(INSTRUCTIONS TO FOLLOW) Line tally for "arena": state how many lines of the entries include it, with no other text.

Extracted data entries
--------

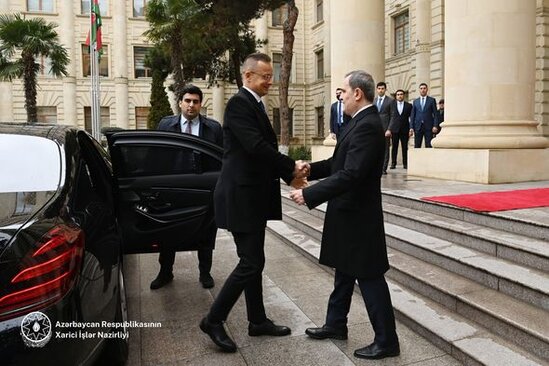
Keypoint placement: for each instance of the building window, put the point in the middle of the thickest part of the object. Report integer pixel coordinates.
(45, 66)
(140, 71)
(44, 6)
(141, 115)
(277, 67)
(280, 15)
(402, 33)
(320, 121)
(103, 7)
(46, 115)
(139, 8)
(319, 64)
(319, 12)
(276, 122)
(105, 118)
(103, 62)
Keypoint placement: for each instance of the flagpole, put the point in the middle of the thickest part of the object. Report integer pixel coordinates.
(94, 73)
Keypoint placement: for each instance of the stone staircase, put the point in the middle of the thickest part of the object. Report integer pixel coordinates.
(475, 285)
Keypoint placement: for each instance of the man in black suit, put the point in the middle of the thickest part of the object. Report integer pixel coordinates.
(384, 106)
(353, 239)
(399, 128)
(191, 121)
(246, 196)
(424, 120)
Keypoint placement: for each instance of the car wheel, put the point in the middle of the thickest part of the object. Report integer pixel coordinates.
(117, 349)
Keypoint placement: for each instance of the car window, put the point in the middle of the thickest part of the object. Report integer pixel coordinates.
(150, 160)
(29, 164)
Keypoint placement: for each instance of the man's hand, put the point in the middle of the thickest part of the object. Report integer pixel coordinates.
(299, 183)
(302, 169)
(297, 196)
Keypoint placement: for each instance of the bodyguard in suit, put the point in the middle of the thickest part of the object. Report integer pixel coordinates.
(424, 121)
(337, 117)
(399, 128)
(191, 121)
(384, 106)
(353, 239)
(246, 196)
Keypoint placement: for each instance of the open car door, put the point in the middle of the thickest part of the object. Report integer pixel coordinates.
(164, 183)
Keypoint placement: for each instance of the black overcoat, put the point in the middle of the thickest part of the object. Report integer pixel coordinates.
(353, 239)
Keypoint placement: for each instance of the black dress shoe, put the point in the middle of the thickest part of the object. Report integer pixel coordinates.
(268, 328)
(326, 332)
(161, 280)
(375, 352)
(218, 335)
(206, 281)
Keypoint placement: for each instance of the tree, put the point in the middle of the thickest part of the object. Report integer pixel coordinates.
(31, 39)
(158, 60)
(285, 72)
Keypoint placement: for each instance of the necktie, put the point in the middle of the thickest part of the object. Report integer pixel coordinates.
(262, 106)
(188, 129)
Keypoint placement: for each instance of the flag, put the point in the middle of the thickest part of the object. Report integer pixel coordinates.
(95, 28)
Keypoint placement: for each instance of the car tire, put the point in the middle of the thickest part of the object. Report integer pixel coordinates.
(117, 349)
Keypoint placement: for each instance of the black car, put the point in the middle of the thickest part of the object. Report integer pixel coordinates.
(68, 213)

--------

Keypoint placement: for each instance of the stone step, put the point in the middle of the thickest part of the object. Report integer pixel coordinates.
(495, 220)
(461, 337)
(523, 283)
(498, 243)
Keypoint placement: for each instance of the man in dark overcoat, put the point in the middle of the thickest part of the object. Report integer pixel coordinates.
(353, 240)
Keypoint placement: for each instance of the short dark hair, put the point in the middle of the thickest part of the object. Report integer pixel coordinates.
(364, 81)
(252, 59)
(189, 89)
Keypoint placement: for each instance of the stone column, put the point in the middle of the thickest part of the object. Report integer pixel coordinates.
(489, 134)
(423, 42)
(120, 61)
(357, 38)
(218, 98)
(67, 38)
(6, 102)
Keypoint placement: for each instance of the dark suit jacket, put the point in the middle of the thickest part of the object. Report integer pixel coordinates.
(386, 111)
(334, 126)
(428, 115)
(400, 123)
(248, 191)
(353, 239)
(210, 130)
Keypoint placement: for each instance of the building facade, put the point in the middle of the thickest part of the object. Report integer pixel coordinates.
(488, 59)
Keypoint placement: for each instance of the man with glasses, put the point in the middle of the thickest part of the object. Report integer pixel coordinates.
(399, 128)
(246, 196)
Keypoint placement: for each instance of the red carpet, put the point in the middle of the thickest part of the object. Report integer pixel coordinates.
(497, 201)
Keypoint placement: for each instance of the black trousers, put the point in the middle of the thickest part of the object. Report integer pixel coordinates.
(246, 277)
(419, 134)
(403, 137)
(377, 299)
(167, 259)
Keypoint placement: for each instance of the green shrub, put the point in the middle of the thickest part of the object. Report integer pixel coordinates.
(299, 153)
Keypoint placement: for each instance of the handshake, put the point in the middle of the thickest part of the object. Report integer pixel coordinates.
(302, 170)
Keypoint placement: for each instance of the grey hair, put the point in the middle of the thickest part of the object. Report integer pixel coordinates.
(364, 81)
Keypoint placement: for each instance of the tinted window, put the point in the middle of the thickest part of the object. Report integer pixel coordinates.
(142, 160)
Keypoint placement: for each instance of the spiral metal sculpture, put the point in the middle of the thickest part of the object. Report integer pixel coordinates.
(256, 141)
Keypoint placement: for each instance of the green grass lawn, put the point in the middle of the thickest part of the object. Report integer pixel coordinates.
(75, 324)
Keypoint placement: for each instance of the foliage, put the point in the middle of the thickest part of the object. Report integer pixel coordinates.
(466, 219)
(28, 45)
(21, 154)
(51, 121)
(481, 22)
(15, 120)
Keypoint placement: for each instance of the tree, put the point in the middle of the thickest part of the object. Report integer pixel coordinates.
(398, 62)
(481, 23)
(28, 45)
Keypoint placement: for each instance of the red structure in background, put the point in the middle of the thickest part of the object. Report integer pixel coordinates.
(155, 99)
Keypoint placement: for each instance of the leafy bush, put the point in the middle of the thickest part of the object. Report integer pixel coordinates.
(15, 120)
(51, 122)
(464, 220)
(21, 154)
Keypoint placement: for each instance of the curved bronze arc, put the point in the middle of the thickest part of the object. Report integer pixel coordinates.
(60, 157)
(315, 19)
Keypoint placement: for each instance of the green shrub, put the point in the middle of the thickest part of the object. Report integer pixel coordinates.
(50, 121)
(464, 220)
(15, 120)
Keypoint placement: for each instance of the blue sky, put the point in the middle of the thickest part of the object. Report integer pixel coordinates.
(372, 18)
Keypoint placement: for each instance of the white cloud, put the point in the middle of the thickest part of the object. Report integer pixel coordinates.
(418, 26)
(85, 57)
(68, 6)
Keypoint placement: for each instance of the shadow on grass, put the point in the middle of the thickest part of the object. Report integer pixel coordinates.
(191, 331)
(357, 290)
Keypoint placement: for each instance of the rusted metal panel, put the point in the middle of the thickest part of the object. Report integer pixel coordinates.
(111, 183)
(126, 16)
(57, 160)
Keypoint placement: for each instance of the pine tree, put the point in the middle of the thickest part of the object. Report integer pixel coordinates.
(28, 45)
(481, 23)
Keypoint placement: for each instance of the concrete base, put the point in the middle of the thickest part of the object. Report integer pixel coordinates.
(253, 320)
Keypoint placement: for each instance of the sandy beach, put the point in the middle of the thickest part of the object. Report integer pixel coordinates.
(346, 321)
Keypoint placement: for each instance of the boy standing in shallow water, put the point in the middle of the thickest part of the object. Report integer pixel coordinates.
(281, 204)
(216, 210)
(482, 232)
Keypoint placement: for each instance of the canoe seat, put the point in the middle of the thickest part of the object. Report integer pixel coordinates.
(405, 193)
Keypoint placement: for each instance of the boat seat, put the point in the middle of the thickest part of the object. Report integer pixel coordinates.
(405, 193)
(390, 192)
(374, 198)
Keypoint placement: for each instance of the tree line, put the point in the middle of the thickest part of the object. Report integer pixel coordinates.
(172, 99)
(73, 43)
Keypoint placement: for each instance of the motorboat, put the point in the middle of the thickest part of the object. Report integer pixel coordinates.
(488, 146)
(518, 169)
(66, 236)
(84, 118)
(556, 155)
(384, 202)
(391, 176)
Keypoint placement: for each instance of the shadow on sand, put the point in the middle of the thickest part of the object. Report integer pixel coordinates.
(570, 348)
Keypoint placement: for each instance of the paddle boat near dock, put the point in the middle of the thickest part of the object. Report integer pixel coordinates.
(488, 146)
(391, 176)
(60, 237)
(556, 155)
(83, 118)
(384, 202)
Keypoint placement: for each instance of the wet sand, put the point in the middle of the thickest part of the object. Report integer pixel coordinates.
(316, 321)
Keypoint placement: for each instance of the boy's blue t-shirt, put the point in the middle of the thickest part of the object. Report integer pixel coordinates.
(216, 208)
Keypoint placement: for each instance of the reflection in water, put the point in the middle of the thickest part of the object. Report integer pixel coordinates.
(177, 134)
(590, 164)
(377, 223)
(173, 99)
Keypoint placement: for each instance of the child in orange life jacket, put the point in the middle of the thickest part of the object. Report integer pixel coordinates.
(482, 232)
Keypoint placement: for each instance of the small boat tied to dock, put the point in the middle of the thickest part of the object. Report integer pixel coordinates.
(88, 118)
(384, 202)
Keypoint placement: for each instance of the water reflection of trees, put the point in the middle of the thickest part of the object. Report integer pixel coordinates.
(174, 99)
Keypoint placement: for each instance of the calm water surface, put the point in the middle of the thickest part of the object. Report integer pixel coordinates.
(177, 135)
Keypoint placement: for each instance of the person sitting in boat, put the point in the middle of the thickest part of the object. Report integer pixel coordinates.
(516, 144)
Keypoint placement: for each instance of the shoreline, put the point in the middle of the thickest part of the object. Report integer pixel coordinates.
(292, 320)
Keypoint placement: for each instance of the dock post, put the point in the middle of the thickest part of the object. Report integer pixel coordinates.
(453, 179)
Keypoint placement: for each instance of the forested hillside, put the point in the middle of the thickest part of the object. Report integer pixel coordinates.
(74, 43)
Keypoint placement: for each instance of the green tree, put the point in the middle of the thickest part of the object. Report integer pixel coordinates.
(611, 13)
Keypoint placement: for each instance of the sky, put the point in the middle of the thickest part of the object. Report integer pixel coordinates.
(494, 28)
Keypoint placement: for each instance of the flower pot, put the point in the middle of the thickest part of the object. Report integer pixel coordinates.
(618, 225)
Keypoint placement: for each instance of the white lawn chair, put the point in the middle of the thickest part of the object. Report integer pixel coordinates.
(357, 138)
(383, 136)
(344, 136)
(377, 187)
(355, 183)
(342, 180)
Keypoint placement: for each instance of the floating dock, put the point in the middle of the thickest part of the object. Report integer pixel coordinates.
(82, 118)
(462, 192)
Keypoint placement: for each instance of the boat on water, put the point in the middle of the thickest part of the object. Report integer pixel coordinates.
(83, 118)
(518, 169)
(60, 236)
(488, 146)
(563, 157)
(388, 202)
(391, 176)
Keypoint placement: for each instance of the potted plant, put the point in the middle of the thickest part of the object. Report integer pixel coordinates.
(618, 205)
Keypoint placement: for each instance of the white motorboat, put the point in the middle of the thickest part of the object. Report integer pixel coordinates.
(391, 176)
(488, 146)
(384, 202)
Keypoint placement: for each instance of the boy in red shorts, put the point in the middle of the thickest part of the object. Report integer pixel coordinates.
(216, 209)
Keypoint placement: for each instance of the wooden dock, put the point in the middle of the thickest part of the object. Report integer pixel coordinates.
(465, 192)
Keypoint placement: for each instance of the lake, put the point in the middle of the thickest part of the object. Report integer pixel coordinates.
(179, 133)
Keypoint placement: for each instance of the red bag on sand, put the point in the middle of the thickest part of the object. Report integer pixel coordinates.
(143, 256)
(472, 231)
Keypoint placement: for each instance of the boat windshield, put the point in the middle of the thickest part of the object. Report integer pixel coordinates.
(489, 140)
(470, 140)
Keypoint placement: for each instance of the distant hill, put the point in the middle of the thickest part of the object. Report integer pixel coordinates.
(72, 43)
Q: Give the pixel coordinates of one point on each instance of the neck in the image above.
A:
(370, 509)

--------

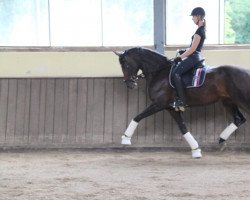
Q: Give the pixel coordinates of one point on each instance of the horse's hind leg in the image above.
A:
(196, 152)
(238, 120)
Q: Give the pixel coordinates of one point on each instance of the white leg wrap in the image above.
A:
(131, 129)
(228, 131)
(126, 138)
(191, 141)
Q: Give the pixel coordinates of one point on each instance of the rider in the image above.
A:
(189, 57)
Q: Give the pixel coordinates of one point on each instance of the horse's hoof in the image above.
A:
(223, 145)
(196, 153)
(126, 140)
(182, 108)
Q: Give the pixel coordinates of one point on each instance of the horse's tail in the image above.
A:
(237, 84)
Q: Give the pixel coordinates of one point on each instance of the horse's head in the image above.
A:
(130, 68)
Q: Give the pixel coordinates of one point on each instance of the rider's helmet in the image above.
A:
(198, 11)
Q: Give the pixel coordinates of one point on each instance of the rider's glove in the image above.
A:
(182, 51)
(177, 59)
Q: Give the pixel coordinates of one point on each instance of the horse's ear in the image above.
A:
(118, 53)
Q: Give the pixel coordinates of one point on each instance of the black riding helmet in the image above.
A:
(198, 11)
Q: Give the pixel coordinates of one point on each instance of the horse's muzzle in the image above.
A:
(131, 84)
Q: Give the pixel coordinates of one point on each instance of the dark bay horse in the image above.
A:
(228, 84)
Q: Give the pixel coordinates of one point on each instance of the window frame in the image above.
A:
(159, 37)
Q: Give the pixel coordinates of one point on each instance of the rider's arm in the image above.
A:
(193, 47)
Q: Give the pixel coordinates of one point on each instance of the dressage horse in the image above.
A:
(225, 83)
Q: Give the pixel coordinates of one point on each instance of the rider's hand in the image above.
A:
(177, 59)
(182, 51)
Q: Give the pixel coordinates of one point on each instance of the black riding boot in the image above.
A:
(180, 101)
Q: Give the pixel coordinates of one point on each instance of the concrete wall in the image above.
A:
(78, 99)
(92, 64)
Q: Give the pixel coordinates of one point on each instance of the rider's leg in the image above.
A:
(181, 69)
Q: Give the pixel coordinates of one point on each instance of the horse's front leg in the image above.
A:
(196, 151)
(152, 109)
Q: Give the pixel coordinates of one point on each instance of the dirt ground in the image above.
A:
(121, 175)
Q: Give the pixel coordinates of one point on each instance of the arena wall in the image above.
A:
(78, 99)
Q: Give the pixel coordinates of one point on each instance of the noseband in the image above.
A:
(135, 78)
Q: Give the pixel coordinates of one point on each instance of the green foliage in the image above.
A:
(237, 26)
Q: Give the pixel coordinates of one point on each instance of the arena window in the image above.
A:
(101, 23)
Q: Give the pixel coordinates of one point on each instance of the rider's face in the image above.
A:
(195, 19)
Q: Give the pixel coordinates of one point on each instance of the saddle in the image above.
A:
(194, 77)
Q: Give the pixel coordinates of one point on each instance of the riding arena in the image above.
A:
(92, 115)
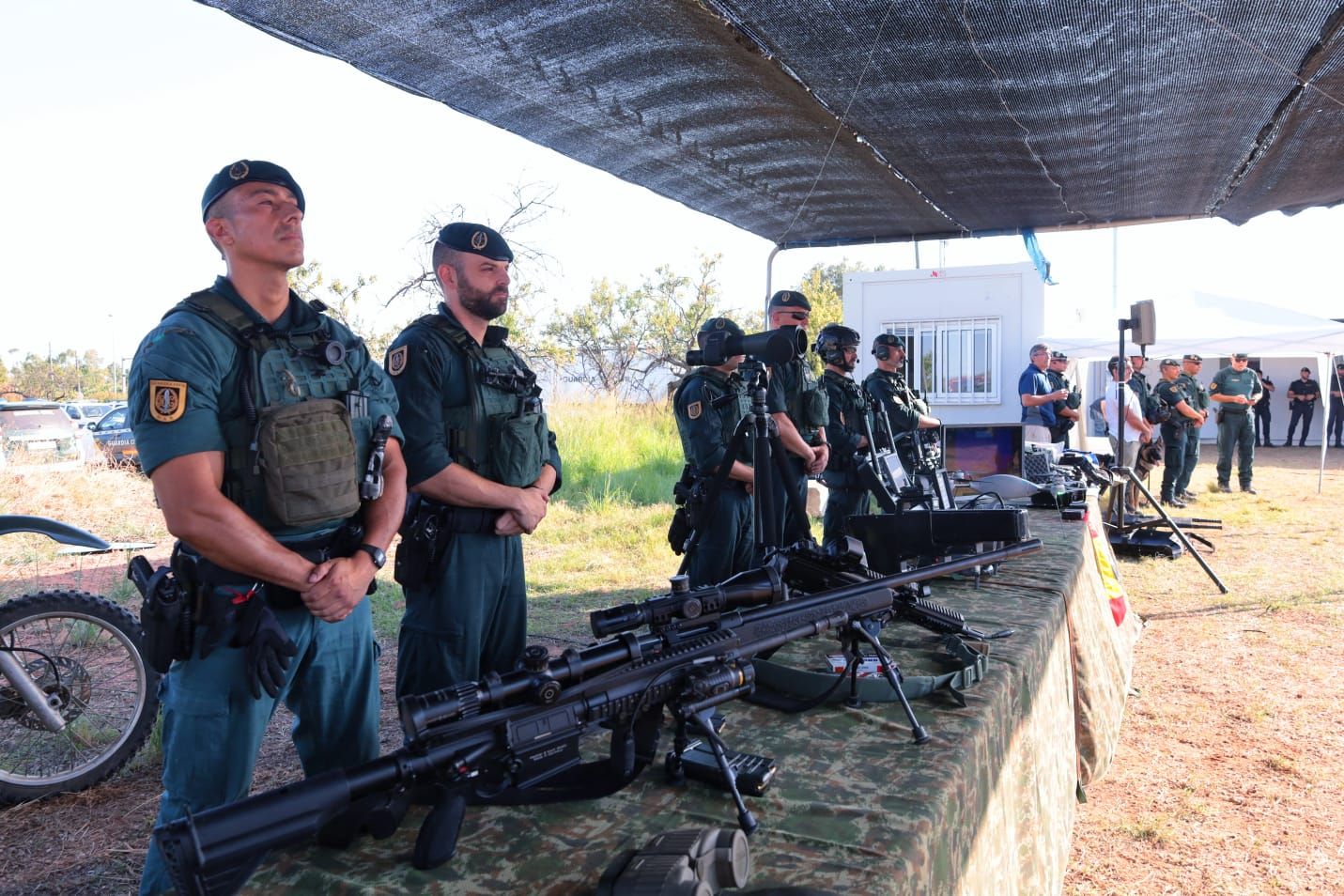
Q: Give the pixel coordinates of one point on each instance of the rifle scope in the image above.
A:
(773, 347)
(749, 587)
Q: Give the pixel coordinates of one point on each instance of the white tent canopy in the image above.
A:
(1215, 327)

--------

(RESPONSE BELOW) 3